Raw data: Begin

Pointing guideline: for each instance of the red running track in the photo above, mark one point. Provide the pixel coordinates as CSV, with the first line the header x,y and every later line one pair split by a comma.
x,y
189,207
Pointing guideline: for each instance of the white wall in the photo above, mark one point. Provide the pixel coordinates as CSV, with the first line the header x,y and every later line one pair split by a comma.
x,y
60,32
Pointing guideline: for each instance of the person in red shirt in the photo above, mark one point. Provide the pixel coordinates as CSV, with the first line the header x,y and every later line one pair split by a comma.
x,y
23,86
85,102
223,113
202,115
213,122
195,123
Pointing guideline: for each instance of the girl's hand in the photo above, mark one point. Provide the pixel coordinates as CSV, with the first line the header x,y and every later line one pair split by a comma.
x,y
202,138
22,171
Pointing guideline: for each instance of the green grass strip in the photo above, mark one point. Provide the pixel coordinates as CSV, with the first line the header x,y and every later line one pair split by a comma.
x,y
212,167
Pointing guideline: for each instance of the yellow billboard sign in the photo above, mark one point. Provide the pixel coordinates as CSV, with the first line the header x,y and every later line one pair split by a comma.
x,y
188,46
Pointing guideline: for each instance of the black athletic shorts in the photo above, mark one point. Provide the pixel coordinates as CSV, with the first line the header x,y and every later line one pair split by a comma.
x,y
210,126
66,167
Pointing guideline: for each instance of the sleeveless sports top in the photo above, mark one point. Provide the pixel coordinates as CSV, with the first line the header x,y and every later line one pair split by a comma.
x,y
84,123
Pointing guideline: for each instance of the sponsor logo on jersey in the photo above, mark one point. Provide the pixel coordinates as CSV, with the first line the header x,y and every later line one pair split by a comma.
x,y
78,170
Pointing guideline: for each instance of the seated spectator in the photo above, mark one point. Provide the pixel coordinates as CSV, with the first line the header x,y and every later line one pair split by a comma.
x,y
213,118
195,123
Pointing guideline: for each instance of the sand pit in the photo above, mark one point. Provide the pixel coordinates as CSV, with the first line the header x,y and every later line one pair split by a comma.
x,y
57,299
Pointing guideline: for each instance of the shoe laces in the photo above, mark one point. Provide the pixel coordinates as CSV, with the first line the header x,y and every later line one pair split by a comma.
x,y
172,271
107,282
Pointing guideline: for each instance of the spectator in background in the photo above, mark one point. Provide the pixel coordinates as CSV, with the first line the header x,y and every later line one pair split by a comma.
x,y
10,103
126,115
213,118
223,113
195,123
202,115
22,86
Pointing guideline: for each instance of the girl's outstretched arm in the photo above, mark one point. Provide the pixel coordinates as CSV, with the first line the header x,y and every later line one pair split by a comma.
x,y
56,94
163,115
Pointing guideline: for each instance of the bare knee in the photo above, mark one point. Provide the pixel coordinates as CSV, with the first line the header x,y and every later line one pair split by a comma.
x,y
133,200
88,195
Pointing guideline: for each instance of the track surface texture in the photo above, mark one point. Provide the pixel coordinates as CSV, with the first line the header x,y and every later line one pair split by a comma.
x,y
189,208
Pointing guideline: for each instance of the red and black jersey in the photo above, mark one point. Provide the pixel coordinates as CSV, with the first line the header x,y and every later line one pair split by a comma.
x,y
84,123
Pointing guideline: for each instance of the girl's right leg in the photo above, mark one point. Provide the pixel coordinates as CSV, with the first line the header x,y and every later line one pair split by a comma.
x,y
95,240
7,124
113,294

Raw data: End

Work required:
Starting with the line that contains "Pointing guideline: for each instance of the shoe", print each line through the last one in the listing. Include both end lines and add nothing.

Answer to the exercise:
Pointing guideline: for each instance of the shoe laces in the photo above, mark one point. Provide the pixel coordinates as CSV, with the first line the header x,y and every later line one pair split by a comma.
x,y
172,271
107,282
Pointing guideline: for each instance of the spectator in background in the photo above, mark one point. Provide the pixel coordinates as CSV, with the first line the header x,y and every later line one pair split by a comma.
x,y
10,103
126,115
213,118
223,113
195,123
202,115
22,86
Pointing guideline: for each instance of the girl's outstretched arm in the photo above, mark one point. Provide the pixel coordinates as CSV, with the first line the header x,y and every later line one pair split by a comma.
x,y
56,94
163,115
Pointing guideline: for each instance of the bare knee in the photo above, mark one point. Provide the pixel coordinates as CSV, with the first line the header x,y and every later line one pair split by a comma.
x,y
133,200
88,195
Pointing guideline: for each instance of the track surface texture in the photo above, mark one point. Provide the pixel coordinates as CSV, with the first line the header x,y and every later line one pair split by a comma.
x,y
189,208
Pointing guideline: for each instance of the red and black jersey in the photo above, mark one point. Provide the pixel coordinates as CSV, with the first line the header x,y and every later line one pair split by a comma.
x,y
84,123
Pointing guideline: for each instance of the girl's right leg in the photo above, mark one point. Provide the pixel coordinates as CSV, with the first line the header x,y and every later line one pair split by a comma.
x,y
95,240
7,124
113,294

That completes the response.